[BEGIN MATERIAL PROVIDED]

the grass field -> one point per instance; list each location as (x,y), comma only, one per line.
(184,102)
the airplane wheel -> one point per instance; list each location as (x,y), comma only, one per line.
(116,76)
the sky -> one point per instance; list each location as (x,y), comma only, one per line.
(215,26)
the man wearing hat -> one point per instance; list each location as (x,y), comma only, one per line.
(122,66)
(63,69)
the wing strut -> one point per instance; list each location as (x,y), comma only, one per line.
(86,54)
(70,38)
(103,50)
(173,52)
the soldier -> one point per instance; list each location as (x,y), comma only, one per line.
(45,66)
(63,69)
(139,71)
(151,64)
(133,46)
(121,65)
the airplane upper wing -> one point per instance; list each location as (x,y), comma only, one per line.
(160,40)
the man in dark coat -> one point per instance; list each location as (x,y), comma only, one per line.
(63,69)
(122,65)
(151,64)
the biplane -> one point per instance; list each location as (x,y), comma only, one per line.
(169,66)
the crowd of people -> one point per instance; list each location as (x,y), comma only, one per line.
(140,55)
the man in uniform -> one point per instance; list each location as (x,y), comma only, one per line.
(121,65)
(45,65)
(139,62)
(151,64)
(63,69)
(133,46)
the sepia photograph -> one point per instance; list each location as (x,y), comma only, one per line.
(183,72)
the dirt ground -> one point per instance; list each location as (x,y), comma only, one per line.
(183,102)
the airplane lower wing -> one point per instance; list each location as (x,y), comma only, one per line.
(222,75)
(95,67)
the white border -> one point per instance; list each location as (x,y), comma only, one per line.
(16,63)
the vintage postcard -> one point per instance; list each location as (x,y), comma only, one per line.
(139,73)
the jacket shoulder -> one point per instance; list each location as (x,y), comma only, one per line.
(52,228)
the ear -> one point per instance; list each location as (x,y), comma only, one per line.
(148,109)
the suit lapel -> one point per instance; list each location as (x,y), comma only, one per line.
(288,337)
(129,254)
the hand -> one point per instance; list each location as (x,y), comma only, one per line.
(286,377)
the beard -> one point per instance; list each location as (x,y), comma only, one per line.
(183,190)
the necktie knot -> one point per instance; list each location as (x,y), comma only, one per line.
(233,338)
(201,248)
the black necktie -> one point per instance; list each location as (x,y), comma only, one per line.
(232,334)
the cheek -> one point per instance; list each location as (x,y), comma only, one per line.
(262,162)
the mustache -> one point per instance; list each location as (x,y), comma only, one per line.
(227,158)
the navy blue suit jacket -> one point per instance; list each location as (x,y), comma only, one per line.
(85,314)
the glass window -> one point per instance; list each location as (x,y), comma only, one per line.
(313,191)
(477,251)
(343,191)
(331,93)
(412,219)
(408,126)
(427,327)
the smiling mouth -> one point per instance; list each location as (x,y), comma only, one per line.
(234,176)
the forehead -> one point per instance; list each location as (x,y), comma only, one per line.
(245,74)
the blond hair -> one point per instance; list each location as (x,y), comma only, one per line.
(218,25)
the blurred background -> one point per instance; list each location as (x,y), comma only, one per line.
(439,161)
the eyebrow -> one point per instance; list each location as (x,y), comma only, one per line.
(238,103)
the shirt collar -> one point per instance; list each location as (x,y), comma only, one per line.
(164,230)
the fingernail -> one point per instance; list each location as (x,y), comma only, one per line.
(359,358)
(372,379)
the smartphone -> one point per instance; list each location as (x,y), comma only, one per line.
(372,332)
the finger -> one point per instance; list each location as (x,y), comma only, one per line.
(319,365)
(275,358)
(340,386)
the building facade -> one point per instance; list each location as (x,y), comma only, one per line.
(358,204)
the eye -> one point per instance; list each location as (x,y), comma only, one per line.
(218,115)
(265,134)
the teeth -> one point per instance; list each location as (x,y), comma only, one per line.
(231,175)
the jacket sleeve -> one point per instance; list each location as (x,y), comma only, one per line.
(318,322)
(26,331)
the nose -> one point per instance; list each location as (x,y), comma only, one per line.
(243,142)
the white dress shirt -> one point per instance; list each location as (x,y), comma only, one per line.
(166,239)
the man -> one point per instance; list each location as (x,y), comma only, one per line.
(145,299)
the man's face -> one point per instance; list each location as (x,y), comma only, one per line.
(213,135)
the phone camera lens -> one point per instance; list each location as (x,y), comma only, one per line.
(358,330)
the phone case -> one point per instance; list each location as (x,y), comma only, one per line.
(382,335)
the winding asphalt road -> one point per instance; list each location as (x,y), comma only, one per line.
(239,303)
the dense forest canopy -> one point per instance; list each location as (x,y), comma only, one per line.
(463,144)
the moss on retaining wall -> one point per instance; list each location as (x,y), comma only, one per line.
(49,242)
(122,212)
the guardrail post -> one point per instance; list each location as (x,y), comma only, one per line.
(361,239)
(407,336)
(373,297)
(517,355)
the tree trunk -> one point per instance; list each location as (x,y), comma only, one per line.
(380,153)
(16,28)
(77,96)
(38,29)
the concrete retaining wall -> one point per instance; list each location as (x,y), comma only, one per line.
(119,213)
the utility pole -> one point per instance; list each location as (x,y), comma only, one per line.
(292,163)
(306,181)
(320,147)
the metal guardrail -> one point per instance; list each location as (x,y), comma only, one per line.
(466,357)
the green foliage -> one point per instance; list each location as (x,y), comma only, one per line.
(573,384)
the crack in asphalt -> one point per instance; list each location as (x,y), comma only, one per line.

[END MATERIAL PROVIDED]

REQUEST » Return what is listed above, exactly and completely.

FINAL ANSWER »
the grass field -> one point per instance; list each location as (x,y), comma only, one per line.
(184,102)
the airplane wheel -> one point per instance; list each location as (x,y), comma only, one per line.
(116,76)
the sky -> one point per instance; list each location as (x,y), comma only, one per line.
(215,26)
the man wearing hat -> one point per instance; list each location as (x,y), comma only, one per line.
(122,66)
(63,69)
the wing strut -> one point per instance; list each location as (x,y), comma only, one per line.
(86,54)
(70,38)
(103,50)
(173,52)
the soldier -> one point per instance; list each location as (x,y), comma only, one per line.
(45,66)
(63,69)
(139,71)
(151,64)
(133,46)
(121,65)
the airplane upper wing -> one point per instance; list each location as (x,y), comma only, one per line.
(160,40)
the man in dark coat -> one point per instance; list each location as (x,y), comma only, one per line.
(63,69)
(122,65)
(151,64)
the biplane -> one point per instance; list each location as (x,y), comma only, one per line.
(169,66)
the crowd of people -> one point per instance; list each location as (x,y), comma only, one per line.
(140,55)
the man in uniform -> one point per instance; list each location as (x,y), comma only, one per line.
(121,65)
(45,65)
(139,62)
(151,64)
(63,69)
(133,46)
the sepia photograph -> one point per instance; list each location as (x,y), comma only, one per line.
(183,72)
the dirt ground -> one point per instance; list each location as (x,y), comma only, one per line.
(183,102)
the airplane lower wing -> one point per instance; list each location as (x,y), comma only, one per line.
(222,75)
(95,67)
the white border -> one point per instance; list each location as (x,y), comma only, one per line.
(16,63)
the vintage postcard -> one point per instance; list each location as (x,y), comma only, one per line.
(139,73)
the jacket shoulder -> one point per instance; list each location as (x,y), comma only, one per line.
(52,228)
the ear -> one point per instance; list each location as (x,y), comma only, one per line.
(148,109)
the suit lapel -> one point per instance; list each location as (x,y), comma only, one per line.
(288,337)
(129,254)
the hand -> one point per instance; list each location as (x,y), comma only, one per line.
(286,377)
the beard -> one point per instance; list each location as (x,y), comma only, one per line.
(183,190)
the necktie knot -> one point per instance; list each location as (x,y), comma only, one per line.
(233,338)
(201,248)
the black necktie -> one point per instance; list each location as (x,y), comma only, one per line.
(232,334)
the cheek -> one point per instance; list each location as (x,y), comma only, one per line.
(262,162)
the mustache -> one point per instance; list each location as (x,y), comma only, one per line.
(227,158)
the navy blue suit jacket -> one point per instance; list each location as (x,y), comma only, one per line.
(85,314)
the glass window -> one point per instance; list each location as (x,y), comma only, one per line.
(313,191)
(477,251)
(343,191)
(331,93)
(412,219)
(408,126)
(427,327)
the smiling mouth -> one point per instance; list each location as (x,y), comma only, one per line.
(234,176)
the forehead -> one point per instance; list each location as (x,y), comma only, one per line.
(245,74)
the blond hair -> one point per instance; list each location as (x,y), comma only, one per line.
(218,25)
the blurred background -> one point per instance; list each location as (x,y), comma only, one per line.
(439,161)
the eyebrow -> one point per instance; list each location as (x,y), comma only, one per line.
(238,103)
the shirt collar -> one point per instance; list each location as (x,y), comma only, one per line.
(164,230)
the fingernail -> one point per instance; list each location as (x,y), comma only, one per line.
(359,358)
(372,379)
the smartphone -> one point per instance; list each location as (x,y), comma only, one per line.
(372,332)
the finger -> one point per instance; list each location as (x,y), comma only, one per line.
(319,365)
(275,358)
(340,386)
the building facade -> one point per instance; list each location as (x,y), comma only, one per line.
(358,204)
the eye -> one point per instance; list each location as (x,y), comma only, one per line.
(218,115)
(265,134)
the teeth -> one point per instance; list each location as (x,y), comma only, one per line.
(231,175)
the jacket sleeve -> one point per instance; list each location as (x,y), comma only, one per line.
(318,322)
(26,331)
the nose -> one point per instance; list each location as (x,y), comma only, one per line.
(243,142)
the white dress shirt -> one point per instance; list each location as (x,y), comma only, one per line.
(166,239)
the man -> one point per instance; list each location as (x,y), comma only, one per line.
(145,299)
the man's face -> one point per instance; list each location as (x,y), comma only, one per line.
(213,135)
the phone camera lens -> one point per instance; list each location as (x,y), comma only, one per line.
(358,330)
the phone case -> one point per instance; list each location as (x,y), comma only, one per line.
(382,335)
the winding asphalt road -> one point per instance; list each location as (x,y), comma only, one per line.
(239,303)
the dense forest canopy -> one point per instance; list each location as (x,y), comma only, one per line.
(463,144)
the moss on retaining wall -> one point per instance; list each location as (x,y), comma only, one per line.
(49,242)
(122,212)
the guardrail post -> one point per instance; list each location as (x,y), comma only, one per line.
(361,239)
(407,336)
(373,297)
(517,355)
the tree trunk -> one point per instance; list each location as (x,y), comma only, one per line.
(380,153)
(16,28)
(77,96)
(38,29)
the concrete retaining wall -> one point per instance; list each location as (x,y), comma only, one per line.
(119,213)
the utility pole -> one point per instance; list each location as (x,y), comma only, one per line.
(292,163)
(306,181)
(320,147)
the metal guardrail -> one point per instance; list each location as (x,y), comma only, one per line.
(466,357)
the green foliage -> one point per instance; list each location as (x,y), comma only, one per line.
(573,384)
the crack in asphalt -> one point per instance; list each location as (x,y), comma only, one per line.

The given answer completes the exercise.